→ **WORK REQUIRED**
Some entries follow. Reproduce exactly the lines starting at the one with "stem in the image above." and stopping after the one with "yellow flower center in the image above.".

*** Opening of RECORDS ***

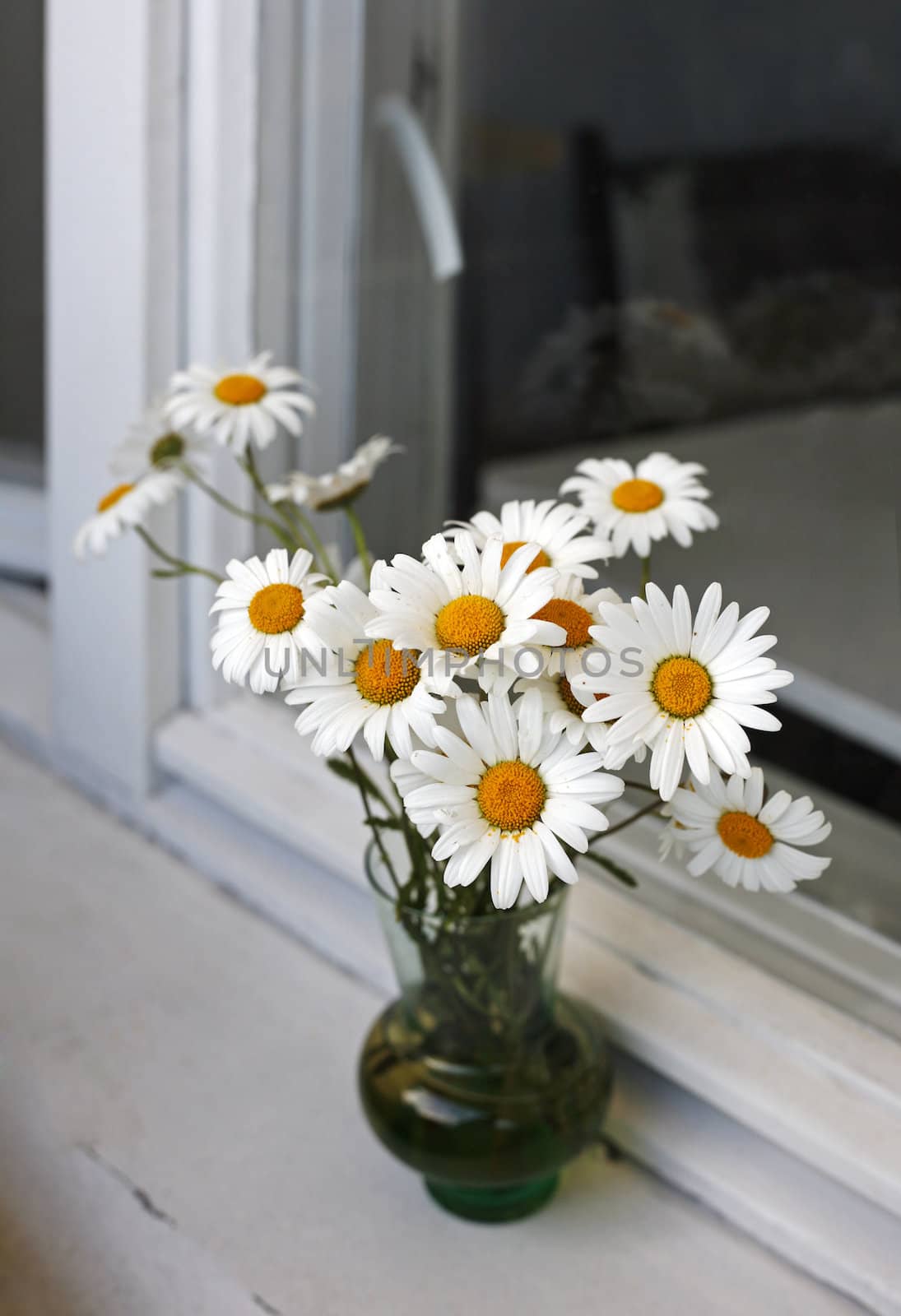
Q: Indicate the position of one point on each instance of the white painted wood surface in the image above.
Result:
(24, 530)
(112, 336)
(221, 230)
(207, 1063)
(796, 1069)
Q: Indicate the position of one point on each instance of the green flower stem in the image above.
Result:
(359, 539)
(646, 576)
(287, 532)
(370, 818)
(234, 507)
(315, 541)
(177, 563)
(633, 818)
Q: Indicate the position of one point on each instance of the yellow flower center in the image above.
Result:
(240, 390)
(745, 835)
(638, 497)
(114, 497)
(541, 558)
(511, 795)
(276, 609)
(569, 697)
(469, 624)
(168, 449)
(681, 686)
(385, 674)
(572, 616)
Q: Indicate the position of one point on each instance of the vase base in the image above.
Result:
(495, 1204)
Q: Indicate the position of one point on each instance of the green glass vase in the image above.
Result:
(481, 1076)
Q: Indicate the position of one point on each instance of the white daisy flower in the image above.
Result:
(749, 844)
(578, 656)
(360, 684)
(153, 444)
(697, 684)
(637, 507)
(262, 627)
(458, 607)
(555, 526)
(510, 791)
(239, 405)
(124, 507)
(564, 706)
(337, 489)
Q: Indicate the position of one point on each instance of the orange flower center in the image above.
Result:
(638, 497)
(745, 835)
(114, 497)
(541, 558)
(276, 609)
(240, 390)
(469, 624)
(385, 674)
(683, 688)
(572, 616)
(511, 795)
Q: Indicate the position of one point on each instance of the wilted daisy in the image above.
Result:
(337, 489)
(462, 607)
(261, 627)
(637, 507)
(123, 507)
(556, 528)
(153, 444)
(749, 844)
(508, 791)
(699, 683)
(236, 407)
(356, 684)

*** Close of RECORDS ***

→ **SOLUTION TO THIS TASK**
Q: Indicate the position of one point on each instance of the green flower stem in the image above.
Result:
(359, 539)
(646, 576)
(287, 532)
(370, 818)
(234, 507)
(315, 541)
(177, 563)
(633, 818)
Q: Indicate the position of one point on each instance of the yellow flower center in the image above.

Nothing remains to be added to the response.